## REQUIRED TASK
Please write out exactly the lines that begin at the line containing "Point to the building window, one" and run to the end of the records.

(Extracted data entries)
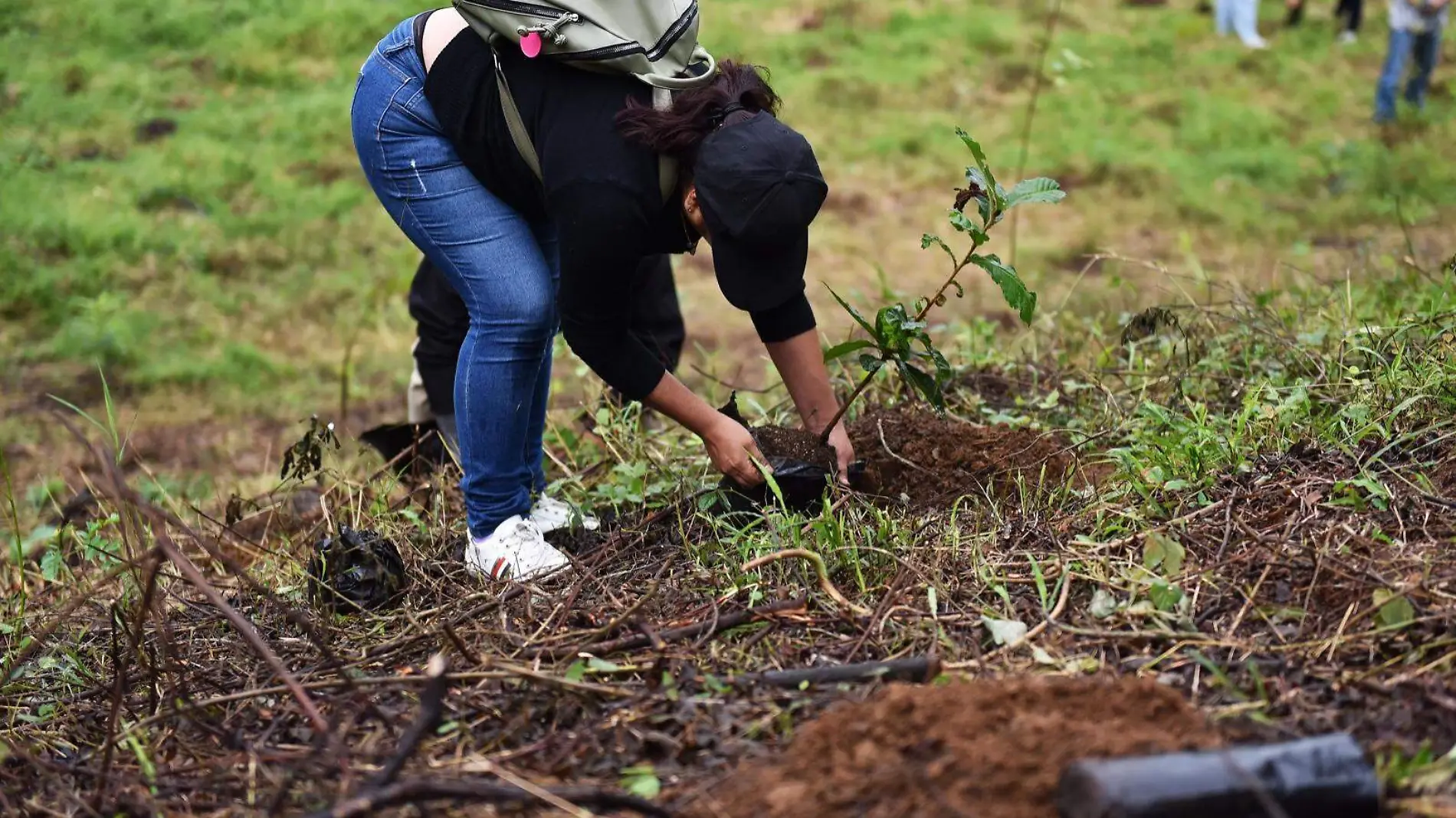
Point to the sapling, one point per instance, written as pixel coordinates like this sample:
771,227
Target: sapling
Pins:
899,334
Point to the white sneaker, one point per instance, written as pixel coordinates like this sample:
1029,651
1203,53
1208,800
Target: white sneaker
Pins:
516,549
551,514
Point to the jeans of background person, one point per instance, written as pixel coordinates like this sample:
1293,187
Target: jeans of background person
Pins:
504,268
1425,48
1241,18
441,321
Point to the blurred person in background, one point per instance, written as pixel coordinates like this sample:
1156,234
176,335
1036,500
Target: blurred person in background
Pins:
1350,14
1415,34
1241,18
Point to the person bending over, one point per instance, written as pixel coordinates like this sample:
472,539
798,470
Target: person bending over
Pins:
526,255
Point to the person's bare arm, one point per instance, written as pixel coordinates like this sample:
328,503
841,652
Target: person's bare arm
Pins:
801,365
728,443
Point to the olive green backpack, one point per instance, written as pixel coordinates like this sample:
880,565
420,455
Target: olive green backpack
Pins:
654,41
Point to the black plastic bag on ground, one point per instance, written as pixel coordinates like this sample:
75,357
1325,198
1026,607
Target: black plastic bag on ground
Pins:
800,482
356,571
1317,777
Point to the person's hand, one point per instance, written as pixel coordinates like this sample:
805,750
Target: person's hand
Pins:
730,446
839,438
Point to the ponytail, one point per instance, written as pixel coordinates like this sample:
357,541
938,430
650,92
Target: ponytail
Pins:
736,93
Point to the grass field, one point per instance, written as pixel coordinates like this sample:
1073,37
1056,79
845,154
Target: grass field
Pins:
1242,496
182,204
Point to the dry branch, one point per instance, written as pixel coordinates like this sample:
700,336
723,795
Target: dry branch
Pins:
424,790
818,569
245,628
679,633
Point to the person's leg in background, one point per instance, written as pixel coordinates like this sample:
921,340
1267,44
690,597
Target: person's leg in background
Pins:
533,452
657,318
441,323
487,252
1426,50
1223,16
1391,74
1296,12
1247,24
1353,14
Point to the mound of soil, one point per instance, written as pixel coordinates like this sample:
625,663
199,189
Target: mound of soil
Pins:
932,459
795,444
985,748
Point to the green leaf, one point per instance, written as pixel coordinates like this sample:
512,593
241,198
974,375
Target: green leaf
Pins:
841,350
928,239
577,672
870,363
641,780
1395,610
51,565
1165,596
976,149
1005,630
964,224
1165,552
1104,604
1035,191
768,478
1011,286
852,312
923,383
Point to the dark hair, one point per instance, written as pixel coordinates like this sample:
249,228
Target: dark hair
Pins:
697,113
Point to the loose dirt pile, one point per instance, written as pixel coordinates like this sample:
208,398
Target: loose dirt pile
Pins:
931,459
797,444
985,748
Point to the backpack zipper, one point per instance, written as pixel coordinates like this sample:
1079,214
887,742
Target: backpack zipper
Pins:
513,6
549,31
628,48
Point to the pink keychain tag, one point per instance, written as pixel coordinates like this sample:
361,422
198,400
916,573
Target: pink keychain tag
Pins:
532,44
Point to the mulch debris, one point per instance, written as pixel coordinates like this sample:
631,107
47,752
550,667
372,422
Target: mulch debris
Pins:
642,663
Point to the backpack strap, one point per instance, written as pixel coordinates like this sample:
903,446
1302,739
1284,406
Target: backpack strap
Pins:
513,121
661,100
666,165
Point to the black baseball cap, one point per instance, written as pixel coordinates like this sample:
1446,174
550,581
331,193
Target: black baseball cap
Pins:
759,187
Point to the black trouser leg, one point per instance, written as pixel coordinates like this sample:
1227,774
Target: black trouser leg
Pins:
441,319
441,323
1353,14
657,318
1296,14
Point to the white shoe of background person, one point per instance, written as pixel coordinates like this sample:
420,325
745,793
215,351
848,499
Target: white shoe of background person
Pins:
516,551
551,514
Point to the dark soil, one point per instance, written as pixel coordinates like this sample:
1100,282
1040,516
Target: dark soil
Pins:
985,748
797,444
930,460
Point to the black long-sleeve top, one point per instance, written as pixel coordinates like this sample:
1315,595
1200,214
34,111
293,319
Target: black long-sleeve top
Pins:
600,191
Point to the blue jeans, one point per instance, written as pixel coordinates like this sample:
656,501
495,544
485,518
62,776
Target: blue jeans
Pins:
1239,16
504,268
1404,44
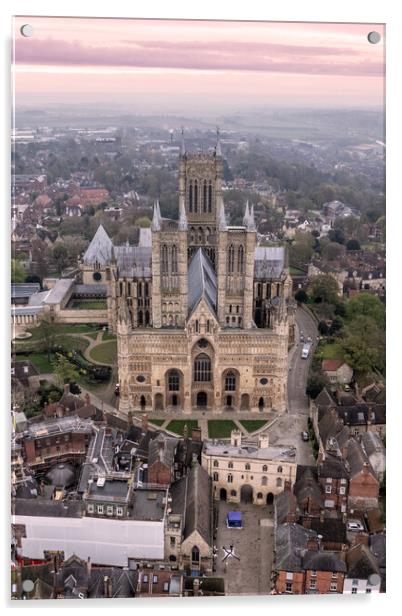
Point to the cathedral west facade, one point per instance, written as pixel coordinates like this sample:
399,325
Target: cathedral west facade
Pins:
202,313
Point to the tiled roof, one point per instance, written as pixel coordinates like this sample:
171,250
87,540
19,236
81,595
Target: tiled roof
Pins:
201,281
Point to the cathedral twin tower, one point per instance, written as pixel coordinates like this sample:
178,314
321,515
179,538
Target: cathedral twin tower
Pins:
202,313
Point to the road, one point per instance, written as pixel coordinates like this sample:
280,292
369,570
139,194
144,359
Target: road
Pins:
298,367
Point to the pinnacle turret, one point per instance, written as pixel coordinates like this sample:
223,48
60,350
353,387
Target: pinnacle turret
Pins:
156,219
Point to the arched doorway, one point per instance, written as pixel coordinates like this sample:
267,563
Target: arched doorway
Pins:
158,402
270,498
202,399
246,494
245,402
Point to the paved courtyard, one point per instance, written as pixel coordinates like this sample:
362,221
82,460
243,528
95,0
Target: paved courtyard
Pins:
253,544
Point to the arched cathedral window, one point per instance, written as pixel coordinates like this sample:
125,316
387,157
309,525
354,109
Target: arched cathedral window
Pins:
190,197
231,259
204,196
174,259
202,368
240,261
164,259
195,196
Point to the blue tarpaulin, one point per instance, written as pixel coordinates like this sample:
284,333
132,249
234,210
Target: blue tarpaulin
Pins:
234,519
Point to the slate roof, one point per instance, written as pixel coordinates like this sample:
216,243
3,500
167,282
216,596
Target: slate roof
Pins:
361,563
357,458
290,545
285,504
333,466
162,448
48,508
124,582
331,427
308,487
331,529
134,261
372,443
201,281
269,262
100,248
324,561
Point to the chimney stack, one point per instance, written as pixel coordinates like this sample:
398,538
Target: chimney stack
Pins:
144,422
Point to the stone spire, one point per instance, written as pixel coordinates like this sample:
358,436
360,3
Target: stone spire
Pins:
246,217
182,216
252,219
156,219
222,218
218,150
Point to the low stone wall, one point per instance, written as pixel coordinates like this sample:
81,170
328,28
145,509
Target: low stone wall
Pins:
82,316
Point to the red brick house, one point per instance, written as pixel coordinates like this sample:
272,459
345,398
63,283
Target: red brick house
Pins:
363,483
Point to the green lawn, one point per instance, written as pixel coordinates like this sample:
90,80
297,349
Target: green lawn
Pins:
177,426
252,425
220,428
157,422
105,353
88,304
39,360
331,350
108,336
295,271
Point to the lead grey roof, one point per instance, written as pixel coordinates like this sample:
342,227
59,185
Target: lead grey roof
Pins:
20,290
162,448
134,261
100,248
201,281
291,543
269,261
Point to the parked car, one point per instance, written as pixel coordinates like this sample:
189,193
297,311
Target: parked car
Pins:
354,525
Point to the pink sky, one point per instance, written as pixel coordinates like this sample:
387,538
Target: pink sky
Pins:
157,64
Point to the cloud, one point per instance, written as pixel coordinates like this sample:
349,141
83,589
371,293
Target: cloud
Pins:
195,55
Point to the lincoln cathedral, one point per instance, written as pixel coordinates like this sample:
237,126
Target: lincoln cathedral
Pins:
203,314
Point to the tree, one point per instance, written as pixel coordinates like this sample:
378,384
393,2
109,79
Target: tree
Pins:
301,296
353,244
337,235
323,328
60,256
323,289
64,370
332,251
363,345
315,384
17,271
368,305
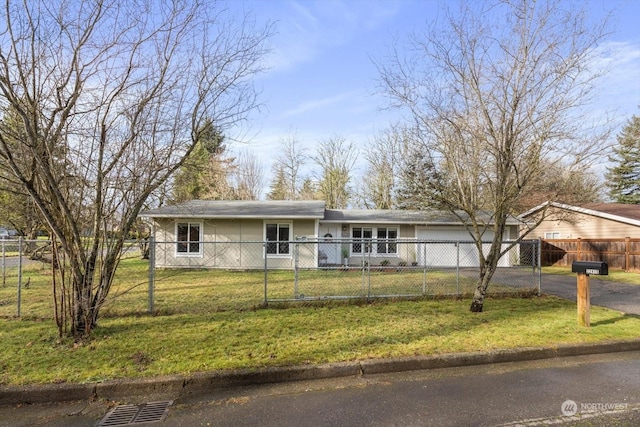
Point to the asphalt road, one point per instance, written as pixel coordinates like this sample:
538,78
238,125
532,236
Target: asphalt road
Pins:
600,389
604,293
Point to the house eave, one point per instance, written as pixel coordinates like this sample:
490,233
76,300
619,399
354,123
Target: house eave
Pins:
585,211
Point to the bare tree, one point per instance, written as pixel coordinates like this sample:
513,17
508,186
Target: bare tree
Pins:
384,161
336,159
494,92
287,166
248,177
111,97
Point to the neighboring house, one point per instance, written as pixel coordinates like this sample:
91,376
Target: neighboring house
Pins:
231,234
590,221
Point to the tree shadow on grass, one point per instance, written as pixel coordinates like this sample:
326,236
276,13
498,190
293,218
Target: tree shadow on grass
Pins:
613,320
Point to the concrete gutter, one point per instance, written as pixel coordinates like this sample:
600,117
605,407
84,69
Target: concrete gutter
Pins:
180,385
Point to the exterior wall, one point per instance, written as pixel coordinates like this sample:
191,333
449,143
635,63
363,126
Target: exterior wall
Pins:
229,243
579,225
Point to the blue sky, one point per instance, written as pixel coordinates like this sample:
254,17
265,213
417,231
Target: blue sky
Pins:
322,78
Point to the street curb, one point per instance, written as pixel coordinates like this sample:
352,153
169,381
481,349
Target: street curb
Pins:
179,385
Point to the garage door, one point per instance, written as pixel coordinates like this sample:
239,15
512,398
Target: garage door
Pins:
449,246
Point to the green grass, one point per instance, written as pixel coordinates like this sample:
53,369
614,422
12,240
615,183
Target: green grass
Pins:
212,320
631,278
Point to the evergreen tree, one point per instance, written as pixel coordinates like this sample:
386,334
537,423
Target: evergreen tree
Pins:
278,186
623,179
204,175
416,172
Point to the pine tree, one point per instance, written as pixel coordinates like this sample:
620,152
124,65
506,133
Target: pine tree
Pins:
278,189
204,175
623,179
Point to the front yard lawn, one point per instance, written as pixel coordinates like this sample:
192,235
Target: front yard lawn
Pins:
208,321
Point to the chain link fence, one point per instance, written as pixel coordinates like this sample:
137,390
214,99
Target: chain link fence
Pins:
25,277
26,287
256,272
205,277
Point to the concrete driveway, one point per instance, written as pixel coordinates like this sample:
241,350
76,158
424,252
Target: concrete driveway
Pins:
604,293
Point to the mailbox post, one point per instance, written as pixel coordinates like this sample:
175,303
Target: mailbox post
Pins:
584,269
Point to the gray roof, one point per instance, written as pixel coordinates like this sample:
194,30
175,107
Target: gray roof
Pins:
305,210
404,217
240,209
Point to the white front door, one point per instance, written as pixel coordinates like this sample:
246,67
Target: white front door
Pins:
329,250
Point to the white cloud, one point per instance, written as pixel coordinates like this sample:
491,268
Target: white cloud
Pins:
315,104
306,29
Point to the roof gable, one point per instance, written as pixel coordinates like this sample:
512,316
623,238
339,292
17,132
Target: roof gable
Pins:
627,214
287,209
240,209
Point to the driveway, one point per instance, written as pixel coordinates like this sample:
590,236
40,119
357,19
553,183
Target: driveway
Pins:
614,295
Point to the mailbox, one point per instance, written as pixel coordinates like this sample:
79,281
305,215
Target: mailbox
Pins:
590,267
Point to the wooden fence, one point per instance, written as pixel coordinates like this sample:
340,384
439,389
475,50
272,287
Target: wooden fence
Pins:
620,254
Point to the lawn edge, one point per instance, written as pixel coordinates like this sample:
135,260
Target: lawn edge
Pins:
181,385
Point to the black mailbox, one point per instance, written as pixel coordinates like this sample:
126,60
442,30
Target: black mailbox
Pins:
590,267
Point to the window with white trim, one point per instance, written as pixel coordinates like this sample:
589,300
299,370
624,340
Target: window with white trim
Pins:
188,238
277,236
385,242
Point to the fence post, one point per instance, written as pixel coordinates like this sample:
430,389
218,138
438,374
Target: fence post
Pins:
424,268
19,274
539,263
264,246
4,265
152,272
296,265
458,268
579,254
627,253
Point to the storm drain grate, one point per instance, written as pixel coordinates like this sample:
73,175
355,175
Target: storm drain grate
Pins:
127,415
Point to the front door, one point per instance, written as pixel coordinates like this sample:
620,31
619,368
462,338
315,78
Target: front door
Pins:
329,250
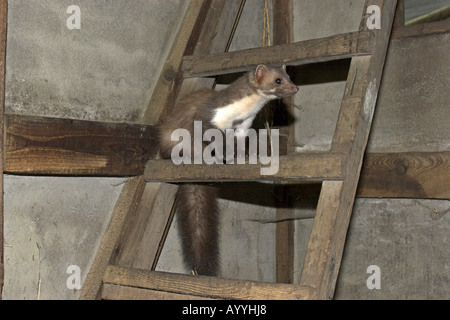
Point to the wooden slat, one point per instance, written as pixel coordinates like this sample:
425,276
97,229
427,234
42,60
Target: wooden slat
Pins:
285,229
37,145
437,15
327,238
3,32
117,292
316,260
406,175
141,245
203,286
313,167
335,47
169,81
126,204
421,30
145,231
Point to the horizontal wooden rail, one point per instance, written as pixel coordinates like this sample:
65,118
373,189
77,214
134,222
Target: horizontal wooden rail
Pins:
335,47
201,286
311,167
49,146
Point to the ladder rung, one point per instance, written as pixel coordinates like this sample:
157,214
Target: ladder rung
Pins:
311,167
202,286
335,47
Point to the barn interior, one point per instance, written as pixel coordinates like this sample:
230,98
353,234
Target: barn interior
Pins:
84,194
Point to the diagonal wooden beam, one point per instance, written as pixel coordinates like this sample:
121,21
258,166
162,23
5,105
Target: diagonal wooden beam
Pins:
335,47
327,240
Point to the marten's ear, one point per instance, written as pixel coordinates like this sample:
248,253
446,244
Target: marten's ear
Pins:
259,71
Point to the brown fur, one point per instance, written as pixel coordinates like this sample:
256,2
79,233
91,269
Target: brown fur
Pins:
196,203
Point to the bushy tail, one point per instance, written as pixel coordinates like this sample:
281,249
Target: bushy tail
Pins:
198,226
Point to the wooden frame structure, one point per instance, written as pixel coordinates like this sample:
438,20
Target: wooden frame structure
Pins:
66,152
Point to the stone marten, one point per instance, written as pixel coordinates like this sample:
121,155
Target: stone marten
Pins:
232,108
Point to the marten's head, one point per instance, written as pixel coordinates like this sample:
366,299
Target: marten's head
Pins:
273,83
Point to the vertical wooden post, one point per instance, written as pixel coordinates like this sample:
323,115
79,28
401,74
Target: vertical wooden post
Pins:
284,229
327,240
3,27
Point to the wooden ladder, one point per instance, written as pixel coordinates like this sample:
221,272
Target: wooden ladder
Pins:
146,204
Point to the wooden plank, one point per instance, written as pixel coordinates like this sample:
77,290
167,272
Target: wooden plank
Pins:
48,146
316,258
285,229
335,47
437,15
117,292
126,204
168,83
421,30
399,18
203,286
139,245
351,135
405,175
313,167
3,33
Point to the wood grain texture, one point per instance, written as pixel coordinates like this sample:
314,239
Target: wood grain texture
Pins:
313,167
3,33
118,292
49,146
406,175
203,286
169,82
126,203
310,51
327,238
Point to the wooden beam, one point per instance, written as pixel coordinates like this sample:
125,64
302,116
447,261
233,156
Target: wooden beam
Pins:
118,292
335,47
351,135
48,146
437,15
202,286
312,167
143,235
126,203
405,175
421,30
285,229
140,245
3,32
170,79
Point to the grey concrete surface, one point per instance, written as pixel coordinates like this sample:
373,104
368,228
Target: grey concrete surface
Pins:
107,70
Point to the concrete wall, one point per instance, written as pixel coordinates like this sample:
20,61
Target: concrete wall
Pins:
406,238
107,71
104,71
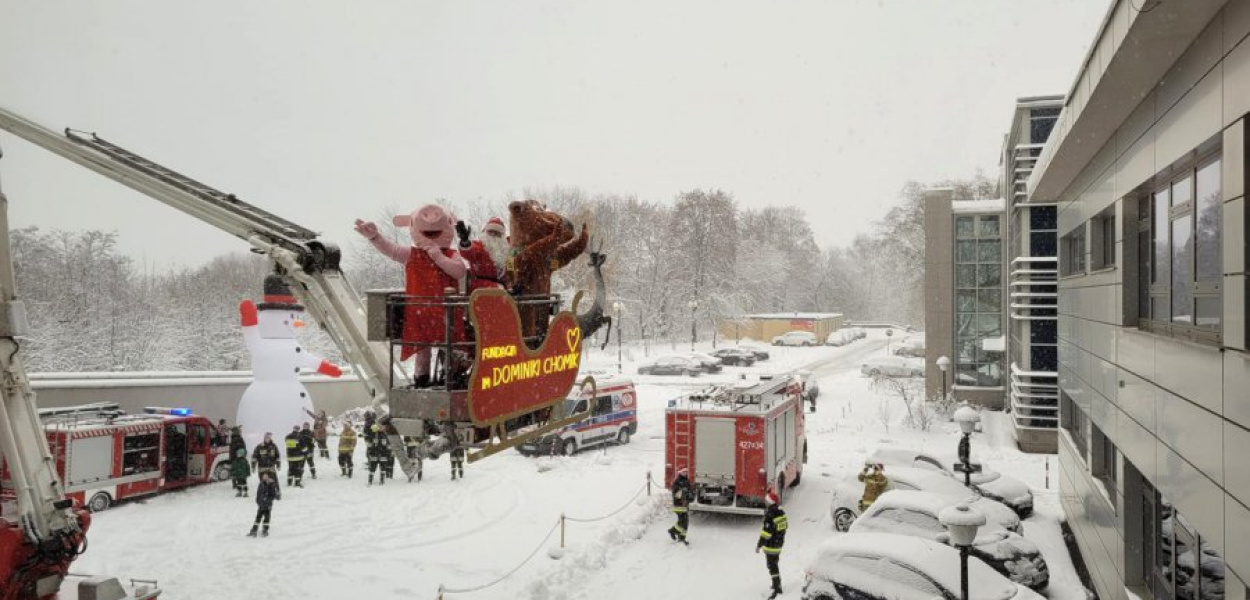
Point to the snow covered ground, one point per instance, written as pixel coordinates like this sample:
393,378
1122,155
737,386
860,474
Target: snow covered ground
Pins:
339,538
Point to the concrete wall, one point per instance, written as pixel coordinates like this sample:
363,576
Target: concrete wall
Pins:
939,289
1178,411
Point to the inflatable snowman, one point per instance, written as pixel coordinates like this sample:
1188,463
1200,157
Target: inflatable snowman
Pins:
276,399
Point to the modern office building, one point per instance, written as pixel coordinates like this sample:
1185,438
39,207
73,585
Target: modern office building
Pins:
964,309
1146,166
1033,269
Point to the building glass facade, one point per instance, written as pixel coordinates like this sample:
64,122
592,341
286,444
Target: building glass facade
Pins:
978,300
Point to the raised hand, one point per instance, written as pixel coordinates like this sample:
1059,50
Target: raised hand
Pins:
368,229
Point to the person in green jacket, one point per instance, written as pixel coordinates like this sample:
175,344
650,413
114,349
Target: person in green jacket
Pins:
874,484
239,469
346,449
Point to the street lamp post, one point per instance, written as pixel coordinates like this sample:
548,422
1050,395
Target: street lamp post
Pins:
618,308
961,521
694,331
966,419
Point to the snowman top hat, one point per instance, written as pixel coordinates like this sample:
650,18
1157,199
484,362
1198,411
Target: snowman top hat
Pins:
278,295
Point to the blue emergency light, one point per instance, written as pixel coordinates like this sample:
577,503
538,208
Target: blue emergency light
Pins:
161,410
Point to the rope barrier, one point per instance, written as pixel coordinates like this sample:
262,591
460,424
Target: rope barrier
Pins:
509,574
559,524
639,493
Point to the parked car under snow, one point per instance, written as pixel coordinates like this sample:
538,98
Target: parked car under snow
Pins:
989,483
886,566
915,514
844,506
893,366
671,365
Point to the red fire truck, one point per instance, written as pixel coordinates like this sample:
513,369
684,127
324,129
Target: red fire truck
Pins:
738,443
105,455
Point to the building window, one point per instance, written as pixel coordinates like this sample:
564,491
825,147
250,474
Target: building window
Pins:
1076,424
1105,463
1073,255
1179,248
1180,563
1104,239
978,301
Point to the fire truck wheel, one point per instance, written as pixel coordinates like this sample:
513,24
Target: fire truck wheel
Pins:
99,503
843,519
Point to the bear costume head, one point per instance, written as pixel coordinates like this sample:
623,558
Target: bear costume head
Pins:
430,226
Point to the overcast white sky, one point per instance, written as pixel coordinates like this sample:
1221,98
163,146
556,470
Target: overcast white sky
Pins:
324,111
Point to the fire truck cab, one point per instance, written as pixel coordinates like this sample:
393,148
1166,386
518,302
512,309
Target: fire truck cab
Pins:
613,418
738,443
104,455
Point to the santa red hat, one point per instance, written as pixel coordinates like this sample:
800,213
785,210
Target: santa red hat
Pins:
496,225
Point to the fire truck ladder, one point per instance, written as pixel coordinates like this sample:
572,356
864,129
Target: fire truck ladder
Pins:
310,266
681,450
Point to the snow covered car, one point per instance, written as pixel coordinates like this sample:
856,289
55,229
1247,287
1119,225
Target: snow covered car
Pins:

## EXPECTED ANSWER
Point to the building window, one point per instance, written as pixel coordinates like this sample:
564,491
825,147
250,474
Target: building window
Pins:
1076,424
1105,463
1073,255
1179,248
1180,563
1104,239
978,301
Point to the fire truck wheel, one point per instance, written as pixel coordinates like this sample:
513,24
Target: fire truck wheel
Pins:
99,503
843,519
Point to the bear costume head, one point per instance, written as pixel coordinates like this sample:
623,558
Target: bear costume head
Pins:
430,226
Point to the overcast white sky, one point per instance, written as pixel coordinates like this sample:
1221,98
163,146
556,470
Target: overcast white sky
Pins:
324,111
Point to the fire truck cab, one point per instance, written as pixel coordinates like this sample:
393,148
1166,386
518,302
512,309
Target: fire truck cab
Pins:
613,418
738,443
104,455
Point to the santa red hat, one point per instance, written as pixel coordinates like this sample:
800,213
785,210
Target: santa red hat
Pins:
496,225
Point to the fire truck ladder, one point per instance, written as pixel coordinates like this sample:
572,356
864,129
Target: fire truck ladder
Pins:
310,266
681,450
Point to the snow covered car, one point per instance, written as pixel coordinates like this sample:
856,289
55,229
1247,287
1119,225
Target: snow covered car
Pins:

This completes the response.